◆ Work item ◆
What is needed is a faithful copy of all the records.

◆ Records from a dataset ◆
....
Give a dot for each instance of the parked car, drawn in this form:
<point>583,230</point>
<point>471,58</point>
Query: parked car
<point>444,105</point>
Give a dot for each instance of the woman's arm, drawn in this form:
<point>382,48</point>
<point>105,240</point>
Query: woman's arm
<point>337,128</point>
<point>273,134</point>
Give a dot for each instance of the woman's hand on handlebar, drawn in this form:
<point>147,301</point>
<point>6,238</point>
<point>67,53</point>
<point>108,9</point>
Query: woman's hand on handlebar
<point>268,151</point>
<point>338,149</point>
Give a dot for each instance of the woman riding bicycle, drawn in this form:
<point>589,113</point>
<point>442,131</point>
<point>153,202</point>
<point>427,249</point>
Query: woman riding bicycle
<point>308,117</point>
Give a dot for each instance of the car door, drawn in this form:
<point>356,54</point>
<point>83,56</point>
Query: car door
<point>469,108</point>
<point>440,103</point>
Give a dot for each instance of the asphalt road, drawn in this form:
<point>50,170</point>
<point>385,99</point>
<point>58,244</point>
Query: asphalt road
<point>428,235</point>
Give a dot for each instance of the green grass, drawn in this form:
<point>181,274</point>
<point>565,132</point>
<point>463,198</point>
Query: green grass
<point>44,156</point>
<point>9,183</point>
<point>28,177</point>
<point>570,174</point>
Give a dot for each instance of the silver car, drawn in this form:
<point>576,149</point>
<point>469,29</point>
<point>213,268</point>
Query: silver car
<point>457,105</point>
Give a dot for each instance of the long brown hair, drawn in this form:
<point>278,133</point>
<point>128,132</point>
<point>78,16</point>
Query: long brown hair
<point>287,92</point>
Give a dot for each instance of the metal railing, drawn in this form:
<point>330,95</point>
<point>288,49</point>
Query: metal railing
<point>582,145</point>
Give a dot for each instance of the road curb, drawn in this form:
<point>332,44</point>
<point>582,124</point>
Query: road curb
....
◆ Response box ◆
Give a dot for each instance of the parked car, drawn in this form:
<point>583,230</point>
<point>471,58</point>
Query: parked car
<point>444,105</point>
Give a dot for each instance of the woman's arm, drawn in this form:
<point>382,48</point>
<point>105,240</point>
Query: woman's arm
<point>337,128</point>
<point>273,134</point>
Give a dot for each instance of the woman's hand on handlebar, drawn in this form:
<point>147,301</point>
<point>6,238</point>
<point>67,53</point>
<point>108,9</point>
Query: woman's hand on handlebar
<point>268,151</point>
<point>338,149</point>
Give a dot for each instance of the woman riding bicycle, drawn in this form:
<point>589,113</point>
<point>442,131</point>
<point>153,202</point>
<point>427,249</point>
Query: woman riding bicycle
<point>308,117</point>
Give a dot for each instance of the car door, drawn in this form:
<point>356,54</point>
<point>83,56</point>
Query: car door
<point>469,108</point>
<point>440,103</point>
Give a dot for each instance of the asphalt road, drawn in this form:
<point>50,170</point>
<point>385,99</point>
<point>58,244</point>
Query: asphalt road
<point>428,235</point>
Give a dot for each instance of the green grass, drawn in this form:
<point>181,274</point>
<point>565,132</point>
<point>463,198</point>
Query: green grass
<point>44,156</point>
<point>9,183</point>
<point>28,177</point>
<point>570,174</point>
Give a dot for each instance of the silver car, drawn in this form:
<point>576,149</point>
<point>469,29</point>
<point>213,268</point>
Query: silver car
<point>457,105</point>
Give a dot for each instance of the long brown hair, drawn in this form:
<point>278,133</point>
<point>128,132</point>
<point>78,16</point>
Query: long brown hair
<point>287,92</point>
Give a dot for each instance of the metal railing, drawn in this form:
<point>330,95</point>
<point>288,49</point>
Query: metal railing
<point>582,145</point>
Give a dot for each instance of the road curb, drawn in this form:
<point>332,44</point>
<point>582,124</point>
Query: road curb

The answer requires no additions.